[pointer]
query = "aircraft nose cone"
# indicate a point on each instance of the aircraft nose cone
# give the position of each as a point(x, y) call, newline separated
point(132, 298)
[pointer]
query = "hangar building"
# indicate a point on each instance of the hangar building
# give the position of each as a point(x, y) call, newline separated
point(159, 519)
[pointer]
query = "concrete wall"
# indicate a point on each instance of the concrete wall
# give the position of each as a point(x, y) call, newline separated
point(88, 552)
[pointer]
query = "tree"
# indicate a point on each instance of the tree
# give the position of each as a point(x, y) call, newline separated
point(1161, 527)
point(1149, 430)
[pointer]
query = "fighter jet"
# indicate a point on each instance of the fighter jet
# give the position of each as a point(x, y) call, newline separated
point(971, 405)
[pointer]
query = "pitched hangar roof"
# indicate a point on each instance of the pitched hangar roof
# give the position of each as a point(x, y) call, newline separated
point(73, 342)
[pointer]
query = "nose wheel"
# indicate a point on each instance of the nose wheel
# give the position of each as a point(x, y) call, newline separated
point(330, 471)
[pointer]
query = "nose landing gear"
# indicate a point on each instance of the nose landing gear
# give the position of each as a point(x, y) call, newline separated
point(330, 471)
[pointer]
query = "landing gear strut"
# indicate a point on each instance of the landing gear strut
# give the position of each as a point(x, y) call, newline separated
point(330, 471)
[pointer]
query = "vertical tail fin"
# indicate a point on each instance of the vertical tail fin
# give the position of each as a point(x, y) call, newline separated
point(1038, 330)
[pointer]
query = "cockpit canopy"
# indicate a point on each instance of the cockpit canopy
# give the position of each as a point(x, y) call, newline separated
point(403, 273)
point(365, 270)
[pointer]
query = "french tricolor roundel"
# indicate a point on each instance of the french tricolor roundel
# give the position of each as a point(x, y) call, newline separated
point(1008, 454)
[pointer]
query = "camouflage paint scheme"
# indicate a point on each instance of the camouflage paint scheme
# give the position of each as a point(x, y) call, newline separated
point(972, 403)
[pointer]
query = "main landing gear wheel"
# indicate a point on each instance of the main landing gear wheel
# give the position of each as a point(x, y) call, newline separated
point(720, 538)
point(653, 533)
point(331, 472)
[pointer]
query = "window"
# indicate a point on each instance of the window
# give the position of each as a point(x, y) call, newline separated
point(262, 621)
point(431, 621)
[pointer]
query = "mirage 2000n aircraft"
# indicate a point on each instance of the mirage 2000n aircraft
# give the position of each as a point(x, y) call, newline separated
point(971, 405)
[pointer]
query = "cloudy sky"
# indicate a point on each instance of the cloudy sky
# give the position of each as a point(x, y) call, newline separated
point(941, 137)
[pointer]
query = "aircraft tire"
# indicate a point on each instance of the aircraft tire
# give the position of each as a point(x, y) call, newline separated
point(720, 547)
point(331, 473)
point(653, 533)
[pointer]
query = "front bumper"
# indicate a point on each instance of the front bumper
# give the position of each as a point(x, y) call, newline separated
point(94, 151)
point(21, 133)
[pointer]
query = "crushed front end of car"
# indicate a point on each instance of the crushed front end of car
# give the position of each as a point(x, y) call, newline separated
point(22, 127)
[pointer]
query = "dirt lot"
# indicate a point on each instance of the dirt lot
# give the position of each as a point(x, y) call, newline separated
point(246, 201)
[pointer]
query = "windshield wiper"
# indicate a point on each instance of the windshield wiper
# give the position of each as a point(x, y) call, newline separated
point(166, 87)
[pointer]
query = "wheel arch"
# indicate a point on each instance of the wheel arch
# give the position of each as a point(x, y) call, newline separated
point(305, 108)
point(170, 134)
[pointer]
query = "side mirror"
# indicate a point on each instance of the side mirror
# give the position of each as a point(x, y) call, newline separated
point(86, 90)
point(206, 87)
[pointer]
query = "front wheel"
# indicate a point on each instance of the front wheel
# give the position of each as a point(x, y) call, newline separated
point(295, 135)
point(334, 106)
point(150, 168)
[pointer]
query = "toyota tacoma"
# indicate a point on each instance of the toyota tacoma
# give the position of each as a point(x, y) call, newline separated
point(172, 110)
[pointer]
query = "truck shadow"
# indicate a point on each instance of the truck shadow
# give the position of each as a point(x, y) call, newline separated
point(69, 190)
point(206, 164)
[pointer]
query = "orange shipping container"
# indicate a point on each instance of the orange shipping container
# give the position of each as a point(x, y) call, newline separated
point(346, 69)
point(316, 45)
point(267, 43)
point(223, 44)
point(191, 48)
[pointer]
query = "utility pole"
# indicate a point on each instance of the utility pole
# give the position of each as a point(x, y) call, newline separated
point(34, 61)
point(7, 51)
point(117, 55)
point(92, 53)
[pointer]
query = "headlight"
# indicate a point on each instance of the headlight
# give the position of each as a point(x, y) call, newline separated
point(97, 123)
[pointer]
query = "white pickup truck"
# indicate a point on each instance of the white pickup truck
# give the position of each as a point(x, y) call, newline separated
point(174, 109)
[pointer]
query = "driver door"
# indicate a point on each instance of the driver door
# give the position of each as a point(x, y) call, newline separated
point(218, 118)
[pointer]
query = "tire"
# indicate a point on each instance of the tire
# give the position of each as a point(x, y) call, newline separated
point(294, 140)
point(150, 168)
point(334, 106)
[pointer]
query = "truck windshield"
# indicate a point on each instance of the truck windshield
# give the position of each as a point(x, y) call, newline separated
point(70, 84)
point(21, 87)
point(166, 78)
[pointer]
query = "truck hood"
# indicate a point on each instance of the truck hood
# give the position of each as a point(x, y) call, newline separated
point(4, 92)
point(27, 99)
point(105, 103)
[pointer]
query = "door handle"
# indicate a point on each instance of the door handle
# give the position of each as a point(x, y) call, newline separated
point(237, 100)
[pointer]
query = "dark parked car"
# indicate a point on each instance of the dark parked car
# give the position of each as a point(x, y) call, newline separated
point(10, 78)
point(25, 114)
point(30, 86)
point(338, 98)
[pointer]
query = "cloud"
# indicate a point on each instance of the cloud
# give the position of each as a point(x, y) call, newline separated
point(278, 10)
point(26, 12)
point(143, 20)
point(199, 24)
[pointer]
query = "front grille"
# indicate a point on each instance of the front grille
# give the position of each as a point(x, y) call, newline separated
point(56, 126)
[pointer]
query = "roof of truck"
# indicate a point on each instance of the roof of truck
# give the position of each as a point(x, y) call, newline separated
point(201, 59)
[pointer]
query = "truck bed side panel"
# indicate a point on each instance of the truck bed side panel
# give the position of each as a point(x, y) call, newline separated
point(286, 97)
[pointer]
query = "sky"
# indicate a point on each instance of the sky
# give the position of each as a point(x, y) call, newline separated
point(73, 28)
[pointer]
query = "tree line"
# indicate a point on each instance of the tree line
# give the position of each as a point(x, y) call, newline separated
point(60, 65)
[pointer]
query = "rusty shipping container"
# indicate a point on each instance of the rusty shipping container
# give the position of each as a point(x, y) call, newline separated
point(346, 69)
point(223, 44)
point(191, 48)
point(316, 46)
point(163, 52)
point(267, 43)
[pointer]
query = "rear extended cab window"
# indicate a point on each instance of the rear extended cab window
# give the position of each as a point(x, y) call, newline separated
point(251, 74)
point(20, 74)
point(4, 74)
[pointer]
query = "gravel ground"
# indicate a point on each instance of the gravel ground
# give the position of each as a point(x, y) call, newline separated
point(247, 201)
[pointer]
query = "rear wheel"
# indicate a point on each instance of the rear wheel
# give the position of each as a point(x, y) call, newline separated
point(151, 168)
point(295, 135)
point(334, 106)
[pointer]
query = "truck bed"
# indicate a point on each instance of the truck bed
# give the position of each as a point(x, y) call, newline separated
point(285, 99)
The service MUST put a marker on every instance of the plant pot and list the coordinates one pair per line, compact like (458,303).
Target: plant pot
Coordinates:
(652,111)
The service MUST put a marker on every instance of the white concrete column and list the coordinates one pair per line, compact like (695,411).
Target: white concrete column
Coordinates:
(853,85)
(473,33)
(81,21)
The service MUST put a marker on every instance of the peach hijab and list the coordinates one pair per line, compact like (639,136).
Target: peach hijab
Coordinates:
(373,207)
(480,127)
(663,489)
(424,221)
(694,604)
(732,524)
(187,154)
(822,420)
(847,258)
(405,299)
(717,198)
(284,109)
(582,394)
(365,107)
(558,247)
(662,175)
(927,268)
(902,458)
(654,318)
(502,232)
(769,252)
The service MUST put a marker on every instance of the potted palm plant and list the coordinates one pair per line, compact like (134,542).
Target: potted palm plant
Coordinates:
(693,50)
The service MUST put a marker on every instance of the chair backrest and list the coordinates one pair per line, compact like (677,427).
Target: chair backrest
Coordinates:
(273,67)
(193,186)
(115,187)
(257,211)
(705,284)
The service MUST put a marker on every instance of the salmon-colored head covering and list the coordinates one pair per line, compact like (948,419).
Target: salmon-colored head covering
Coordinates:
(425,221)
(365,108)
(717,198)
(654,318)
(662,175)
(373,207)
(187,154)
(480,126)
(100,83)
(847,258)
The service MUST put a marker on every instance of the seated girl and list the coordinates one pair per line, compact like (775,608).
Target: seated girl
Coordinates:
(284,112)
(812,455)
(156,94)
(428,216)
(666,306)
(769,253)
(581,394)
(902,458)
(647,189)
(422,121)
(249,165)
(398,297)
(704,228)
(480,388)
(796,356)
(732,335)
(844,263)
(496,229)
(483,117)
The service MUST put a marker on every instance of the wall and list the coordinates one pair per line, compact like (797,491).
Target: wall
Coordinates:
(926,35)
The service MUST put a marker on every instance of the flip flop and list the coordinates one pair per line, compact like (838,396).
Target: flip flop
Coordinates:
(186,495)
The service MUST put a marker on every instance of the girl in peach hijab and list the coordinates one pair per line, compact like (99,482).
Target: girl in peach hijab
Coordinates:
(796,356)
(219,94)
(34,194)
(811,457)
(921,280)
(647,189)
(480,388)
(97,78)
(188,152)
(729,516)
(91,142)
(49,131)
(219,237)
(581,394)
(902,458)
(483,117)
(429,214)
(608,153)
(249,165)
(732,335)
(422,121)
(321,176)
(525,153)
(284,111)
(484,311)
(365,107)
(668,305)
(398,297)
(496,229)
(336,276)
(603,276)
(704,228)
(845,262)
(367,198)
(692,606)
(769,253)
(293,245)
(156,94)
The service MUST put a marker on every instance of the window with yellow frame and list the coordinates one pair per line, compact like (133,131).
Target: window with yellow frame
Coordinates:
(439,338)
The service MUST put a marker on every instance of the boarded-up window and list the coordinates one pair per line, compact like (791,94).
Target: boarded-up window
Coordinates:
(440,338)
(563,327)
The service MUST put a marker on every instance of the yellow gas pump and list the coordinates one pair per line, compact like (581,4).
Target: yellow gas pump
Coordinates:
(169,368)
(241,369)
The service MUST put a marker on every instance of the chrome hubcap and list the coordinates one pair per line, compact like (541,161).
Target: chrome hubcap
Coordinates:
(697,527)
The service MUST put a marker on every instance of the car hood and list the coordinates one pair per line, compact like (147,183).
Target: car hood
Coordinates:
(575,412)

+-------+

> **Directions**
Every line that holds the word "pickup" should be copied from the records.

> **Exercise result**
query = "white pickup truck"
# indicate a point on each instance of the white pickup truck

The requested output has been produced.